-- start Records supplied --
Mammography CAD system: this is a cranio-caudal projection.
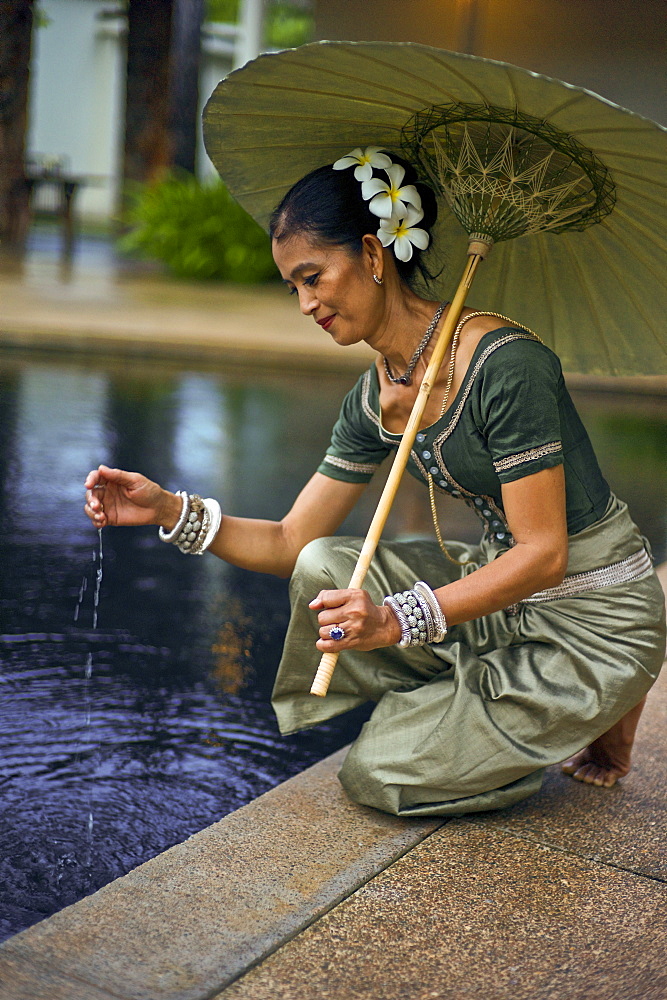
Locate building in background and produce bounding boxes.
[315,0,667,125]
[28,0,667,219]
-- end Records supplied --
-- start Records supplied --
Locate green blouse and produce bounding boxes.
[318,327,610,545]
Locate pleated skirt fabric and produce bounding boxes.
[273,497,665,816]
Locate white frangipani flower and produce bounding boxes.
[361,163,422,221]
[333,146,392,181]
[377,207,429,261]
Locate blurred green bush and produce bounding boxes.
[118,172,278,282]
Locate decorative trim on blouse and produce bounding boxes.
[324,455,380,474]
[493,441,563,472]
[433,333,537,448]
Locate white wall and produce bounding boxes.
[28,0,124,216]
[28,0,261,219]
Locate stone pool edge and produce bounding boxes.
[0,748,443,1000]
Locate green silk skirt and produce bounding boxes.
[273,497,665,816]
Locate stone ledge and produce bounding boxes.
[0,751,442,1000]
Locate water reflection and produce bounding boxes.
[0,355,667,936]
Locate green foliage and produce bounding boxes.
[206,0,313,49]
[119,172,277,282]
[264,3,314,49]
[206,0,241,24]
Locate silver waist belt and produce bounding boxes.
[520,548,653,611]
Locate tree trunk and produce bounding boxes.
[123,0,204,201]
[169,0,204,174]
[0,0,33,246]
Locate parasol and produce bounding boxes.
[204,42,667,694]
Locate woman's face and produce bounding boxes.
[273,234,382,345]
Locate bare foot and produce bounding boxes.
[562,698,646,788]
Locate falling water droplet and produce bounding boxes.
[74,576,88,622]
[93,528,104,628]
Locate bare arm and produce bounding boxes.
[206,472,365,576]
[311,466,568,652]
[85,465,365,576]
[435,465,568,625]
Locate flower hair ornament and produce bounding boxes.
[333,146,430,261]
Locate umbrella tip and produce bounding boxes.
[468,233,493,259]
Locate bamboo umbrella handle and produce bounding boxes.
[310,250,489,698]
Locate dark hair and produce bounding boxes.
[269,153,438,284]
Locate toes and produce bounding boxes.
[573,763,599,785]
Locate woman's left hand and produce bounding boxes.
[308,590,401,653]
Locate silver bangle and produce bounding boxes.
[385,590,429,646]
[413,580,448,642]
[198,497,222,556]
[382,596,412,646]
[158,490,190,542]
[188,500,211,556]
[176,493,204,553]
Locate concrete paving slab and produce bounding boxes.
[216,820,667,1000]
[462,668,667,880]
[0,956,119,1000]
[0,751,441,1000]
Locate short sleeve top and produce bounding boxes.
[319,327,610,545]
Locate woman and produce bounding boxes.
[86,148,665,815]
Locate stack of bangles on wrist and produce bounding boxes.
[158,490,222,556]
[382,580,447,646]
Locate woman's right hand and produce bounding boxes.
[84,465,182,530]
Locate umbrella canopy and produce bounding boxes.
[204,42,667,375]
-- end Records supplied --
- _Written task_: Rewrite the rows from the line with "Mammography CAD system: this" up to and including the line with "[28,0,667,219]", changing "building" to "house" and keeping everything else the same. Omit the pictures.

- _Exercise solution_:
Mammography CAD system: this is a cranio-caudal projection.
Locate house in background and produce bounding boxes.
[315,0,667,125]
[28,0,667,219]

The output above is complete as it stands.